- EXERCISE TASK:
Locate every line in the items below that contains the word "white", and copy each of those lines. Letter case matters.

----------

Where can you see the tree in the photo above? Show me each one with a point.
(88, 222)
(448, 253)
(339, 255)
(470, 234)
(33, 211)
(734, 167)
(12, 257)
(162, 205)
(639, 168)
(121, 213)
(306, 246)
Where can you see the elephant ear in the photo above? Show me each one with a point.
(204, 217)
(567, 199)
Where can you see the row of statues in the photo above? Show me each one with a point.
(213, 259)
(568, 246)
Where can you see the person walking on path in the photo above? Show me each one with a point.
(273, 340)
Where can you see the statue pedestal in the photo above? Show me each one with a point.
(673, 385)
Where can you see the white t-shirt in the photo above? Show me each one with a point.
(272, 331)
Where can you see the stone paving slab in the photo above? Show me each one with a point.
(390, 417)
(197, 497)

----------

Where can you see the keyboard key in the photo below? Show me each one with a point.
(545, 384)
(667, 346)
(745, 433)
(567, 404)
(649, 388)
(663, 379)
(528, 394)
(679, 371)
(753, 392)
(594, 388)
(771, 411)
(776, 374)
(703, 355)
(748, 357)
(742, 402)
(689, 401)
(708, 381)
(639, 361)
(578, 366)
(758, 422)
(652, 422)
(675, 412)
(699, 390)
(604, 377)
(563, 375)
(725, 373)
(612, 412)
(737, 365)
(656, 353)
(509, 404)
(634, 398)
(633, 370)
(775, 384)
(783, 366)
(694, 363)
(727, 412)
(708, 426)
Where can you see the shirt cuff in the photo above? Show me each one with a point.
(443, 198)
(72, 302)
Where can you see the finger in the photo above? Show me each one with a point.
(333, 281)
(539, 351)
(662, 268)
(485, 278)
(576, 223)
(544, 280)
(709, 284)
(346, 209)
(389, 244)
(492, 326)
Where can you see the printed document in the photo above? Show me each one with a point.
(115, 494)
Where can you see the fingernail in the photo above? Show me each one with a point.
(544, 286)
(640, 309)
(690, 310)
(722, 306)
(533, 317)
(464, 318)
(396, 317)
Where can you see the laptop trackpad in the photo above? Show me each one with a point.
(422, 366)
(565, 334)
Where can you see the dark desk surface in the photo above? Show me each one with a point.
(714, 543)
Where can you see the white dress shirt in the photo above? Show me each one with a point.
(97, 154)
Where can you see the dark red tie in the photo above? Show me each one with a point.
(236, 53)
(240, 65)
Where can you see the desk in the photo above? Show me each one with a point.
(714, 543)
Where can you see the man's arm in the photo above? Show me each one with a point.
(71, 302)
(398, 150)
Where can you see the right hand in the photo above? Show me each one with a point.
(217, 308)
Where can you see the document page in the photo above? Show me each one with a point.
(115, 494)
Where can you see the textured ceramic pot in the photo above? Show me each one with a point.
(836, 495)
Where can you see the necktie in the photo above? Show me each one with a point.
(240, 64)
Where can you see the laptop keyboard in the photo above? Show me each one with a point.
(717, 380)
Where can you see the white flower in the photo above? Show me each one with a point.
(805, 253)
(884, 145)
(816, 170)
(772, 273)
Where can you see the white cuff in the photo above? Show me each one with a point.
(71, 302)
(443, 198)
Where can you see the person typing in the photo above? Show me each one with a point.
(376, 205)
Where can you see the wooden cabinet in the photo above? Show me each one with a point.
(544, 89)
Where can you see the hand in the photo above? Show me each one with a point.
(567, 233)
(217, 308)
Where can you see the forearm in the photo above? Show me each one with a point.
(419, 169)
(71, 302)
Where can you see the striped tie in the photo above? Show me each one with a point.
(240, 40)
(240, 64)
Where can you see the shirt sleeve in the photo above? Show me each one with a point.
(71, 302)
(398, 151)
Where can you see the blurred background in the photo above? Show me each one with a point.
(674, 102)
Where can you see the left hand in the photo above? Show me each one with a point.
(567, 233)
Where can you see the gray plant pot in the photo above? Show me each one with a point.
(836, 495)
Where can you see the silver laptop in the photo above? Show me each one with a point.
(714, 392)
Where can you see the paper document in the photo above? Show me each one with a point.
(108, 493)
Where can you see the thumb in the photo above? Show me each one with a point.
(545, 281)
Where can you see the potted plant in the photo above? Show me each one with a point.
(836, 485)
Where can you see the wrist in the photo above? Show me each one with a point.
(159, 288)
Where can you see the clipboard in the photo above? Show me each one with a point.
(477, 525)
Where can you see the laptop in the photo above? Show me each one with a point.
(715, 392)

----------

- EXERCISE RESPONSE:
Where can you see the white t-shirt in the photo above? Show me each one with a point.
Where can you see the white dress shirt in the photo above? Show me each one with a point.
Where can you see the white flower in the photo above? Show me each one with a point.
Where can you see the white cuff in the photo above? Show me each one with a point.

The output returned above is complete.